• _GIVEN PASSAGE_
Producer Price Index (PPI) – a family of indices that measures the price level based on a fixed basket of all goods and services produced and sold by American businesses. It includes consumer products and goods and services used as inputs in the production of other products.

product – a good or service that is the output of human labor.

production – the creation of a good or service.

production possibilities curve (PPC) – a diagram that illustrates the possible production points for an economy based on its resources and technology. It is also called a production possibilities frontier (PPF).

production possibilities frontier (PPF) – a diagram that illustrates the possible production points for an economy based on its resources and technology. It is also called a production possibilities curve (PPC).

productivity – the amount of output that can be produced in an hour of a worker’s time.

profit – revenues minus expenses.

progressive tax – a tax for which high-income taxpayers pay a larger percentage of their income than do low-income taxpayers.

proportional tax – a tax for which high-income and low-income taxpayers pay the same percentage of income.

prospectus – a legal document that provides information to potential investors as required by law.

public debt – the net amount of money borrowed by the federal government. As such, it is also the accumulation of federal budget surpluses and deficits over time.

public finance – the field of economics that studies government revenues, expenditures, budgets, and debt.

public good – a product that is not rival and not excludable. One person’s use of a public good does not diminishes the amount available for others to use and it is difficult to prevent people from using it. National defense is an example of a public good.

purchasing power – the value of the products a person is able to buy with a given amount of money.


Q

quality of life – the degree of satisfaction in a person’s life. It is not the same as the standard of living because it considers things in addition to material possessions and wealth.

quantity – the amount of a good or service that is traded in exchange for money or another thing of value.

quantity demanded – the amount of a good or service that consumers are willing and able to buy at a particular price.

quantity supplied – the amount of a good or service that producers are willing and able to sell at a particular price.

quantity theory of money – a theory that suggests there is a relationship between the supply of money and the inflation rate. If the money supply increases faster than an economy’s output, a likely outcome is inflation.


R

rate of return – the payment an investor earns from engaging in an investment activity. It is sometimes referred to as the interest rate.

rate of return, nominal – the stated rate of return of an investment.

rate of return, real – the nominal rate of return adjusted for inflation.

Reagan, Ronald W. – the 40th President of the United States who served from 1981 to 1989.

Reaganomics – the supply-side economic theory upon which President Ronald Reagan based his economic policies. A notable characteristic of Reaganomics was the reduction in marginal income tax rates that led to large budget deficits.

real – adjusted for inflation. Real data are reported using prices from a common base year.

• _SOURCE INFORMATION_
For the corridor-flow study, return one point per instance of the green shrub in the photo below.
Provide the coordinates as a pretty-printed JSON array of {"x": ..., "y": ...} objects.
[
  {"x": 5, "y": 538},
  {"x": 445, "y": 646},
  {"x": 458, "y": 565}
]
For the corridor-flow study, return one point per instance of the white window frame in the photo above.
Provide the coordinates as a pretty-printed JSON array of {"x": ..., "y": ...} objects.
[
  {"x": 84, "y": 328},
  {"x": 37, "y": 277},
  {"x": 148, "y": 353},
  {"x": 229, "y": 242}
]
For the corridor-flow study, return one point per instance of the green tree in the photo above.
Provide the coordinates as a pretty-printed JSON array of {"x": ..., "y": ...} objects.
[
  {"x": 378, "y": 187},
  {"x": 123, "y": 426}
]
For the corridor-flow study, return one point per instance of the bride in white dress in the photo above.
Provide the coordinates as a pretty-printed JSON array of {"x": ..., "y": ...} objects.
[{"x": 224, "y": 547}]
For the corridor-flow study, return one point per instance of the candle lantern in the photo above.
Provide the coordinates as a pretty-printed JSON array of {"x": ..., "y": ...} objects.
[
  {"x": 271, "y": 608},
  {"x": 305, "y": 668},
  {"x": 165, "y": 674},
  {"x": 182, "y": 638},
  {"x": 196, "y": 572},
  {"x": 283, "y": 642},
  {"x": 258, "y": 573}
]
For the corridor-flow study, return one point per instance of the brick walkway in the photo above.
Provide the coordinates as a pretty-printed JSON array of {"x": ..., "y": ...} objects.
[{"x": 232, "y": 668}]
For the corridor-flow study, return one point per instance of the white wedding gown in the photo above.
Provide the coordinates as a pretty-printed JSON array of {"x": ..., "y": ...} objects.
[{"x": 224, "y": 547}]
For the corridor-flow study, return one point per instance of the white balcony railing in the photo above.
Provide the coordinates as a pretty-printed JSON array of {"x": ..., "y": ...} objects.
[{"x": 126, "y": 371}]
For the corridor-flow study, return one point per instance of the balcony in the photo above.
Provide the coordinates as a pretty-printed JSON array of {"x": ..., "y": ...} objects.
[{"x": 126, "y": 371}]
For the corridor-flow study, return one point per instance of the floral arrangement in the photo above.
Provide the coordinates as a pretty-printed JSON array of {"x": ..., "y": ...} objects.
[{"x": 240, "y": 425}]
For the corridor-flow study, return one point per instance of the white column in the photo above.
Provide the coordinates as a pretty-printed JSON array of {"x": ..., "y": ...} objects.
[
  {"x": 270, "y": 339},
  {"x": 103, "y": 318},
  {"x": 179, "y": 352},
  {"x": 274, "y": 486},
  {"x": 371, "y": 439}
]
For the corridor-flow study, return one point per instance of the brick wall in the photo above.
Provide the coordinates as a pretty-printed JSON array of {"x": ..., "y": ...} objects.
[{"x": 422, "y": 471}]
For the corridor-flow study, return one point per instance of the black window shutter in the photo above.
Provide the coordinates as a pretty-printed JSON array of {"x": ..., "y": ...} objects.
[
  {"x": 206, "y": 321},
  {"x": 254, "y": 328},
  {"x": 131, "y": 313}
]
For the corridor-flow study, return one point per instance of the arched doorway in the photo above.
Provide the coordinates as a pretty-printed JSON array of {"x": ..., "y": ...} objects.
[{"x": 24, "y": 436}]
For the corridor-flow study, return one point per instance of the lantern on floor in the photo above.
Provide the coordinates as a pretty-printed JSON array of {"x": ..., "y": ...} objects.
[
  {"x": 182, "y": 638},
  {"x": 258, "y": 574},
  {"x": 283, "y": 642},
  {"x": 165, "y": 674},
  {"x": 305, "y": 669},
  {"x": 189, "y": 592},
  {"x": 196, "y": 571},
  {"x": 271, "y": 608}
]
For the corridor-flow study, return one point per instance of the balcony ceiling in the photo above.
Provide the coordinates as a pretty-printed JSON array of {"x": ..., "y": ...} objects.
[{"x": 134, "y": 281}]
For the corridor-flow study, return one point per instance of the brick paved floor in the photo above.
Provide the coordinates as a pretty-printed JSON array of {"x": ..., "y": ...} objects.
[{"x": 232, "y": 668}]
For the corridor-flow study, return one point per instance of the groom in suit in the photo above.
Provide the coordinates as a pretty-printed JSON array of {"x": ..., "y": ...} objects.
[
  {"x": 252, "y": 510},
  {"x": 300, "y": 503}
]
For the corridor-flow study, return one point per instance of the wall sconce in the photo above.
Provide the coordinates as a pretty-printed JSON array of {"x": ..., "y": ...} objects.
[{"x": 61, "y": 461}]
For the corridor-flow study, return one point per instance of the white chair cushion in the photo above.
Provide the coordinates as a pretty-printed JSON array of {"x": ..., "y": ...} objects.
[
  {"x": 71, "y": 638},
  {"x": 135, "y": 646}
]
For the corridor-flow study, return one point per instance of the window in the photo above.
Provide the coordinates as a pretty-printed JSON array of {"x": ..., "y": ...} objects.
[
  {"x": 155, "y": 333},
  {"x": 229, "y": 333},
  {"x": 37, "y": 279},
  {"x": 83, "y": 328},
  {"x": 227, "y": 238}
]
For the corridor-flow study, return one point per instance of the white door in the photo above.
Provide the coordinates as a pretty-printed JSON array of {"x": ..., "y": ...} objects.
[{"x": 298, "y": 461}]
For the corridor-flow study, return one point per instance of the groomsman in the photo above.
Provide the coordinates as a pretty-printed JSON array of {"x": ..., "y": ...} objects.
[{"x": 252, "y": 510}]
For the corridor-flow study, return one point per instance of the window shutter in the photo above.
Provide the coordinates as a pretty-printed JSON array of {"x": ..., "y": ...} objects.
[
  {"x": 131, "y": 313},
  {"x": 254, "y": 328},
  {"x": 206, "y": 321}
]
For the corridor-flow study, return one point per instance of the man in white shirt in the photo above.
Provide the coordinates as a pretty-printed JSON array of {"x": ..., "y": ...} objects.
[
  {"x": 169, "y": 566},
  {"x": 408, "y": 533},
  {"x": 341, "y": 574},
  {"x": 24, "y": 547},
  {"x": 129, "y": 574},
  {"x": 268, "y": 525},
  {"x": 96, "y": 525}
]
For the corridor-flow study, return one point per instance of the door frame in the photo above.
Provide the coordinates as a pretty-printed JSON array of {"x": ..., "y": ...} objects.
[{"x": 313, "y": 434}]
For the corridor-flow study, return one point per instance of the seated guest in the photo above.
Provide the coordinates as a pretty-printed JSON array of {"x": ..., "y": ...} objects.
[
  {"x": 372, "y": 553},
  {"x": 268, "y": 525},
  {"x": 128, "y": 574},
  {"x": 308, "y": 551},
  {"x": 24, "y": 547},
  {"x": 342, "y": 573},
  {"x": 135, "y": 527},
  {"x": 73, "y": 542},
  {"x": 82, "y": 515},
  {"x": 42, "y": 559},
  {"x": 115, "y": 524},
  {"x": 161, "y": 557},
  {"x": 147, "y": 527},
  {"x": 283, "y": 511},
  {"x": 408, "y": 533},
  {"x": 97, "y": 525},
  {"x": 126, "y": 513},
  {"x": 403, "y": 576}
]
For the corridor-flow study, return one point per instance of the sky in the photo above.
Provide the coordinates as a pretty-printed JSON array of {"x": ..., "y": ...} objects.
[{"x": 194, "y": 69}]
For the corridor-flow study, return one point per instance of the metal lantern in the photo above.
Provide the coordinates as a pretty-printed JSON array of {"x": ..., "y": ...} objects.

• _SET OF TASKS_
1. Answer these from the economics glossary:
(a) What example of a public good does it give?
(b) Which years did Ronald W. Reagan serve as President?
(c) How does it define profit?
2. Transcribe the economics glossary from "production possibilities curve (PPC) –" to "required by law.".

• _ANSWERS TO THE EXERCISE_
1.
(a) National defense.
(b) From 1981 to 1989.
(c) Revenues minus expenses.

2.
production possibilities curve (PPC) – a diagram that illustrates the possible production points for an economy based on its resources and technology. It is also called a production possibilities frontier (PPF).

production possibilities frontier (PPF) – a diagram that illustrates the possible production points for an economy based on its resources and technology. It is also called a production possibilities curve (PPC).

productivity – the amount of output that can be produced in an hour of a worker’s time.

profit – revenues minus expenses.

progressive tax – a tax for which high-income taxpayers pay a larger percentage of their income than do low-income taxpayers.

proportional tax – a tax for which high-income and low-income taxpayers pay the same percentage of income.

prospectus – a legal document that provides information to potential investors as required by law.